Differences between ADHD persisters, remitters, and controls
In trials where participants responded correctly, ADHD persisters showed greater clustering coefficient, global efficiency, and mean iCoh and lower path length and diameter compared to controls at all frequency bands in the pre-stimulus window (before target onset) and only in beta in the post-stimulus windows (Table 2, Fig. 1, Supplementary Fig. 2). Similarly, ADHD remitters showed lower pre-stimulus diameter in theta and beta, lower pre-stimulus path length in alpha and beta, and lower post-stimulus diameter in beta, compared to controls. ADHD remitters did not differ from persisters in any connectivity measure in correctly-responded trials, except diameter in beta (where remitters were intermediate between controls and persisters and significantly differed from both groups; Table 2). These findings indicate increased connectivity in both ADHD persisters and remitters compared to controls during correct trials. In trials where an error was made, group differences only emerged for clustering coefficient, global efficiency, and mean iCoh in post-stimulus theta: both ADHD persisters and remitters showed reduced values in these measures (indicating lower connectivity) compared to controls but did not differ from each other (Table 2). All three groups showed increased connectivity (greater clustering coefficient, global efficiency, and mean iCoh; decreased path length and diameter) in trials where an incorrect response occurred, compared to trials with correct responses, in both pre-stimulus and post-stimulus windows (Supplementary Tables 1 and 2), indicating hyper-connectivity before and during incorrect responses. All main and interaction effects are shown in Supplementary Table 2.
Among measures showing significant group-by-window interactions (all in theta, all except diameter in alpha, none in beta; Supplementary Table 2), significant within-group differences, indicating a change in functional connectivity between the pre-stimulus and the post-stimulus windows, emerged in all groups for all theta connectivity measures; in controls only for clustering coefficient, path length, and mean iCoh in the alpha band; and in both ADHD groups for global efficiency in alpha (Table 3). ADHD persisters and remitters exhibited a significantly lower degree of change compared to controls in all measures of theta connectivity, but no differences emerged between the two ADHD groups (Table 3).
Multiple-testing corrections (controlling the FDR at 15%) on post hoc group comparisons (separately for ADHD persisters vs controls, ADHD remitters vs controls, ADHD persisters vs remitters) showed that all statistically significant differences between controls and ADHD remitters, and between controls and ADHD persisters remained significant. The only significant difference between ADHD persisters and remitters (in beta diameter) was no longer significant when correcting for multiple testing. All significant group differences on measures of pre-stimulus/post-stimulus change remained significant after multiple-testing corrections.
All results remained unchanged when rerunning analyses on the male-only sample (Supplementary Tables 3 and 4), except that the p values of certain tests that were statistically significant in the full sample became trend-level effects (p = 0.05–0.10). All effect sizes were similar to those on the full sample, suggesting that these non-significant results may be due to lower power in this smaller sample.
Results of group comparisons on connectivity measures in pre- and post-stimulus were largely unchanged when IQ was included as a covariate in categorical analyses (Supplementary Table 5). A few differences between persisters and controls on measures of pre-stimulus/post-stimulus change in theta and alpha connectivity during error trials were no longer significant (Supplementary Table 6).

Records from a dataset

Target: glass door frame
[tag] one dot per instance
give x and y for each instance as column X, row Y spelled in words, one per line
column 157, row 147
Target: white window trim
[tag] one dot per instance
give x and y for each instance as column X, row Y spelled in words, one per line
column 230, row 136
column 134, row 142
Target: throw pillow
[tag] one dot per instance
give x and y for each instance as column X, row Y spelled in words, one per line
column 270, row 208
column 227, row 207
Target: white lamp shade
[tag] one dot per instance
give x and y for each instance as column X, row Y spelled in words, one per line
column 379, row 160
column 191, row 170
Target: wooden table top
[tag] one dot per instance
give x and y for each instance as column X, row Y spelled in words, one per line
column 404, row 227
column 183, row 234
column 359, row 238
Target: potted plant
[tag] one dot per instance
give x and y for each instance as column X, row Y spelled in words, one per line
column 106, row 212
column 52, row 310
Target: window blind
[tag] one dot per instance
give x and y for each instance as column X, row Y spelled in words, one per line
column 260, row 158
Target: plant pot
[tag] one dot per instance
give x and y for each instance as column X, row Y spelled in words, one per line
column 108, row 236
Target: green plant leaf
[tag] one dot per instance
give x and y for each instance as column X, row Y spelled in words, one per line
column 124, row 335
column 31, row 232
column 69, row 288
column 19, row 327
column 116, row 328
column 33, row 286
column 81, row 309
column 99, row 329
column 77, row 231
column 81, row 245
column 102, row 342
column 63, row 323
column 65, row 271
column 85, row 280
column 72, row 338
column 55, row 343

**TASKS FOR THIS EXERCISE:**
1: Answer these from the text on ADHD persisters, remitters, and controls:
(a) At what level was the FDR controlled in the multiple-testing corrections?
(b) What range of p values counts as trend-level in the male-only reanalysis?
(c) Which difference between ADHD persisters and remitters lost significance after correction for multiple testing?
2: Continue the text on ADHD persisters, remitters, and controls from its final sentence.

**ANSWER LIST:**
1:
(a) 15%
(b) p = 0.05–0.10
(c) Diameter in beta

2:
Results of analyses on group differences in local connectivity within and between cortical regions were consistent with those on whole-brain connectivity, indicating that functional connectivity profiles were not driven by stronger connectivity within or between particular regions. Specifically, group comparisons showed the same pattern of results when considering functional connectivity within more localized cortical regions (within anterior, central, and posterior regions and within left and right hemispheres), between antero-central, centro-posterior, and antero-posterior regions, and between the two hemispheres (for full results, see Supplementary Material).
Association with ADHD symptoms and impairment
In dimensional analyses on participants with childhood ADHD, no association emerged between ADHD symptoms and any connectivity measure in theta, alpha, or beta frequencies in correct or error trials (Table 4). Functional impairment was not associated with any connectivity measure in the theta band but showed associations with a subgroup of measures in alpha and beta in correct and error trials (Table 4). Results remained largely unchanged when controlling for IQ (Supplementary Table 7). Statistically significant associations that emerged with ADHD impairment were no longer significant after applying multiple-testing corrections.
Association with cognitive performance
Increased functional connectivity was associated with worse cognitive performance. Specifically, greater mean iCoh in the theta and beta bands showed statistically significant effects on greater RTV in the childhood ADHD group and on greater number of errors in both the childhood ADHD and control groups (Supplementary Table 8). Alpha mean iCoh was not significantly associated with any performance measure in either group. None of the pre-stimulus iCoh connectivity measures had a significant effect on MRT in either group.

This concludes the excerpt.